Rewrite all of the records below as a JSON list of strings, with one string for each line and any blank lines left out.

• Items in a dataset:
>> Begin
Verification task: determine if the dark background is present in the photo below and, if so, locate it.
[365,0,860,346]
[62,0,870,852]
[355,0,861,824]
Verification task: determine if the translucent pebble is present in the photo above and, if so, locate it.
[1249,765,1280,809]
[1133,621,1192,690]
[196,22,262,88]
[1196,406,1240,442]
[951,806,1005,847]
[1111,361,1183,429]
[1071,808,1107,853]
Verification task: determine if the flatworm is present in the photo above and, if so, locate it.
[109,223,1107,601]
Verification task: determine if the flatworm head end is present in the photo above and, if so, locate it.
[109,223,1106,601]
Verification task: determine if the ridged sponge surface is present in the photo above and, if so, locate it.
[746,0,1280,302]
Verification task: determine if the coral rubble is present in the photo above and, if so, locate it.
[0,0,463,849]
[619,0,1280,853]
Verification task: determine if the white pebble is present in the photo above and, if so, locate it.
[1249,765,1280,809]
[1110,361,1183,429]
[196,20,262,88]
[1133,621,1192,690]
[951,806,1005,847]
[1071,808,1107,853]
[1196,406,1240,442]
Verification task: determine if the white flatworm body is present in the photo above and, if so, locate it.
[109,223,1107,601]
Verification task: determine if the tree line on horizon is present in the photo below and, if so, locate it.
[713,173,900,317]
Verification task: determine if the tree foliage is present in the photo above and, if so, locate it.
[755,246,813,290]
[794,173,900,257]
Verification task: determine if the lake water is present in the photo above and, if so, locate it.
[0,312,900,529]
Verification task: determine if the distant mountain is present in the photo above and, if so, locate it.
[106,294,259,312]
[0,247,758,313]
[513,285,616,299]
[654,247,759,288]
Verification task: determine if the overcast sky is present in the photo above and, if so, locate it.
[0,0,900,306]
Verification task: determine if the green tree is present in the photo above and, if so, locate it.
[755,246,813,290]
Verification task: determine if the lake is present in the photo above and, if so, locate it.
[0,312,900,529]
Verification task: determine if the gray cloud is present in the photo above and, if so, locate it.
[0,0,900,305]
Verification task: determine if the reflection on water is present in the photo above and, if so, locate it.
>> End
• Solution for this problem:
[
  "Verification task: determine if the dark background is present in the photo below and, if so, locate it.",
  "[365,0,860,346]",
  "[62,0,870,852]",
  "[355,0,861,824]",
  "Verification task: determine if the translucent pebble is present in the photo above and, if so, locate it.",
  "[1249,765,1280,809]",
  "[1133,621,1192,690]",
  "[196,22,262,88]",
  "[1196,406,1240,442]",
  "[951,806,1005,847]",
  "[1111,361,1183,429]",
  "[1071,808,1107,853]",
  "Verification task: determine if the flatworm is present in the photo above and, if so, locate it.",
  "[109,223,1107,601]",
  "Verification task: determine if the flatworm head end is present in the photo above and, if so, locate it.",
  "[109,223,1106,601]",
  "Verification task: determine if the ridged sponge surface is present in the photo above and, if so, locate it.",
  "[746,0,1280,302]",
  "Verification task: determine if the coral rubble is present in the photo above and, if so, locate it.",
  "[0,0,463,849]",
  "[619,0,1280,853]",
  "Verification task: determine if the white pebble is present in the photo above and, if so, locate it.",
  "[1249,765,1280,809]",
  "[1110,361,1183,429]",
  "[196,20,262,88]",
  "[1133,621,1192,690]",
  "[951,806,1005,847]",
  "[1071,808,1107,853]",
  "[1196,406,1240,442]",
  "Verification task: determine if the white flatworm body is present in the photo above and, if so, locate it.",
  "[109,223,1107,601]",
  "Verification task: determine if the tree line on horizon is present in the photo below and, if so, locate it.",
  "[713,173,900,317]",
  "Verification task: determine if the tree foliage is present in the photo above and, if so, locate it.",
  "[755,246,813,290]",
  "[794,173,900,257]",
  "Verification task: determine if the lake water is present in the photo above and, if so, locate it.",
  "[0,312,900,529]",
  "Verification task: determine if the distant mountain is present in the photo above and, if so, locate it.",
  "[106,294,259,312]",
  "[0,247,758,313]",
  "[513,285,616,299]",
  "[654,247,759,288]",
  "Verification task: determine if the overcast sky is present in the photo above and, if so, locate it.",
  "[0,0,900,306]",
  "Verification task: determine if the green tree is present in the photo above and, if so, locate it.",
  "[755,246,813,290]",
  "Verification task: determine if the lake is present in the photo above and, if so, locate it.",
  "[0,312,900,529]",
  "Verification task: determine if the gray cloud is present in the photo above and, if so, locate it.",
  "[0,0,900,305]",
  "Verification task: determine if the reflection on water is present in the photo above and, if so, locate it."
]